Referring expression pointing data
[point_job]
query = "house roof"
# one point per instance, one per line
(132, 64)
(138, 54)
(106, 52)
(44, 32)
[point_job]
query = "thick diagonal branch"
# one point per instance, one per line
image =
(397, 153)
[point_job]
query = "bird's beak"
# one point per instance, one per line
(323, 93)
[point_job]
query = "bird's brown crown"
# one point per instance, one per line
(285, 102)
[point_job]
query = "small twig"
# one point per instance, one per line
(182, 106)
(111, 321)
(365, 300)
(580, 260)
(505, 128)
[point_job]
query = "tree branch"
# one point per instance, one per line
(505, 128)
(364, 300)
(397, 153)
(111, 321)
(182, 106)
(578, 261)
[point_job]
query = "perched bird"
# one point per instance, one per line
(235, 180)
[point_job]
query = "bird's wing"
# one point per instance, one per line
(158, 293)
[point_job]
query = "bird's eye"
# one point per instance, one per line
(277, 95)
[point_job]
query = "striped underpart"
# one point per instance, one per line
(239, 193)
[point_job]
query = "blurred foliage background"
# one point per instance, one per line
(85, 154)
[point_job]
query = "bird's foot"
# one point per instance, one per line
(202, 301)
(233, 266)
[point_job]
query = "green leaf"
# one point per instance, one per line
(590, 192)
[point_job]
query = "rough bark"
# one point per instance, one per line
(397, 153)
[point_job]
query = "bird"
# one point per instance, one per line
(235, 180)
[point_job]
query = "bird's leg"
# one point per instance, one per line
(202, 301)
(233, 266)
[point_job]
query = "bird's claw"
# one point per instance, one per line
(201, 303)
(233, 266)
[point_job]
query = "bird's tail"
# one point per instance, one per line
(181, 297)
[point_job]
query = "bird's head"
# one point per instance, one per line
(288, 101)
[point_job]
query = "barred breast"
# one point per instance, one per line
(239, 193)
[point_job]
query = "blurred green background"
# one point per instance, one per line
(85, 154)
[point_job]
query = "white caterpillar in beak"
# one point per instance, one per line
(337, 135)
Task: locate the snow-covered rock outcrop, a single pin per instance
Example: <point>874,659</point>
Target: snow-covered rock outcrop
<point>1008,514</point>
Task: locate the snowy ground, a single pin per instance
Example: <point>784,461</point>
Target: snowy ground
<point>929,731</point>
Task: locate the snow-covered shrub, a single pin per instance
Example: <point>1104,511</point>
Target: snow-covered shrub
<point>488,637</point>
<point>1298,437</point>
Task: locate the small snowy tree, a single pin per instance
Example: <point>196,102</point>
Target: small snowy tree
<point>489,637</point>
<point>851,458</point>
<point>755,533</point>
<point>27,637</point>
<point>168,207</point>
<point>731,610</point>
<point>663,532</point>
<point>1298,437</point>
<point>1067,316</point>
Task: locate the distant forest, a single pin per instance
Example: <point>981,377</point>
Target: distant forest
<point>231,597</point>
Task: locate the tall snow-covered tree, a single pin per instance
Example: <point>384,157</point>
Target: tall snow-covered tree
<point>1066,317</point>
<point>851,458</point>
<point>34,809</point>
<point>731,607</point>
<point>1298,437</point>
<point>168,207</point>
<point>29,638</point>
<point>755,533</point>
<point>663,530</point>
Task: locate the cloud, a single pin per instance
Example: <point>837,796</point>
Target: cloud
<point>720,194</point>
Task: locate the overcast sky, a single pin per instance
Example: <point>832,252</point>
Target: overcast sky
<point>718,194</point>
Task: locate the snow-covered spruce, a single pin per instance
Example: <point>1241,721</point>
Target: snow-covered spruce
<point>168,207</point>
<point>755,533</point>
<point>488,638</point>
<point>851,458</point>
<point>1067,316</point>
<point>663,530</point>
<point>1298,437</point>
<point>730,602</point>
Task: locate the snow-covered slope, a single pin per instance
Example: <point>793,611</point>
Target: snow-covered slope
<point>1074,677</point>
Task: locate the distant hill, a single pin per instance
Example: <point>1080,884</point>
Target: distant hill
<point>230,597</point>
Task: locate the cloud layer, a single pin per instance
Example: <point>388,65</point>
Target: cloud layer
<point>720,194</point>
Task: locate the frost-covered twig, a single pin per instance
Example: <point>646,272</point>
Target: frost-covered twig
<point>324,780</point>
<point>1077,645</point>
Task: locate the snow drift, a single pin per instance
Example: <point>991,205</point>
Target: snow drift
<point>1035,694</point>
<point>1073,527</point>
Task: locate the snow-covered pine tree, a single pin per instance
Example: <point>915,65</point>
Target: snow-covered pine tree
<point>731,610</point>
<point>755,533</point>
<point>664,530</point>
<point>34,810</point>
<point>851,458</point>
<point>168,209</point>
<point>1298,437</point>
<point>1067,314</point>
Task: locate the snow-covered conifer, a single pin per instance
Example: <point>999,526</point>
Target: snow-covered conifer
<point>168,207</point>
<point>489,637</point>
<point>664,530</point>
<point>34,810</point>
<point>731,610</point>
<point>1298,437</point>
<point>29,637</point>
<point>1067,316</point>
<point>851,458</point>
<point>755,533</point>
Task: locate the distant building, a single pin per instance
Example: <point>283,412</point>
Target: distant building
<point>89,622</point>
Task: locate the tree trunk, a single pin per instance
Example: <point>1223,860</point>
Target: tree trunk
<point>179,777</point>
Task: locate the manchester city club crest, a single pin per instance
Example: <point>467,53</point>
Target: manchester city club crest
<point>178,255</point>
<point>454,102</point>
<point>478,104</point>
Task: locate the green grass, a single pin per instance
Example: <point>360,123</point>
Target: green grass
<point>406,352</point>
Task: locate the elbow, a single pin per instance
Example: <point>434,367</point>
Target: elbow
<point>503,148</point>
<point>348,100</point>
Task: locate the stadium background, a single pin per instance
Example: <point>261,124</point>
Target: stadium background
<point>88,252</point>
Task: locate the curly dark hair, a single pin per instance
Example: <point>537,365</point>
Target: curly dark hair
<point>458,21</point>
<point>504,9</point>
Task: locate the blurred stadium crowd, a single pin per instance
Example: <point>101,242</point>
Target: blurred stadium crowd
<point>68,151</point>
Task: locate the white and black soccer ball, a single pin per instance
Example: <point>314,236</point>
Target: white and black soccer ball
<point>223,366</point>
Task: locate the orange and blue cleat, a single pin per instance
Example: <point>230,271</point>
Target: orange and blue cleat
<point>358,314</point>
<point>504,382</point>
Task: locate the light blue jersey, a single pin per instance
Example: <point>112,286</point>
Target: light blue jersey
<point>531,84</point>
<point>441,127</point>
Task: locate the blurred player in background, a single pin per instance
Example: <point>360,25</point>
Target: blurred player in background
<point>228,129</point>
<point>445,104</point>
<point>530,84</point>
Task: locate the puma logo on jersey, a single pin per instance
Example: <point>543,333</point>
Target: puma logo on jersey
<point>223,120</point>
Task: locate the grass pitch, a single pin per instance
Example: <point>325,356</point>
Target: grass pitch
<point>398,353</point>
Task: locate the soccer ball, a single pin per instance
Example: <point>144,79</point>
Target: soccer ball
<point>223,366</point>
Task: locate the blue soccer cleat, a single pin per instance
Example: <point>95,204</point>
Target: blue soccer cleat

§ Task objective
In the entries above, find the line with "Task: locate the snow-covered spruce, a" and the line with "Example: <point>1080,884</point>", then restate word for word both of them and every line between, with nothing more.

§ Result of this exercise
Task: locate the snow-covered spruce, a single pin per instance
Example: <point>1241,721</point>
Target: snow-covered spruce
<point>168,207</point>
<point>755,533</point>
<point>488,638</point>
<point>851,458</point>
<point>1067,316</point>
<point>663,530</point>
<point>1298,437</point>
<point>730,602</point>
Task: locate the snow-covered slope, a single pin per instance
Example: <point>793,611</point>
Target: snow-covered slope
<point>1074,677</point>
Task: locate the distant hill, a single pin per instance
Example: <point>1080,884</point>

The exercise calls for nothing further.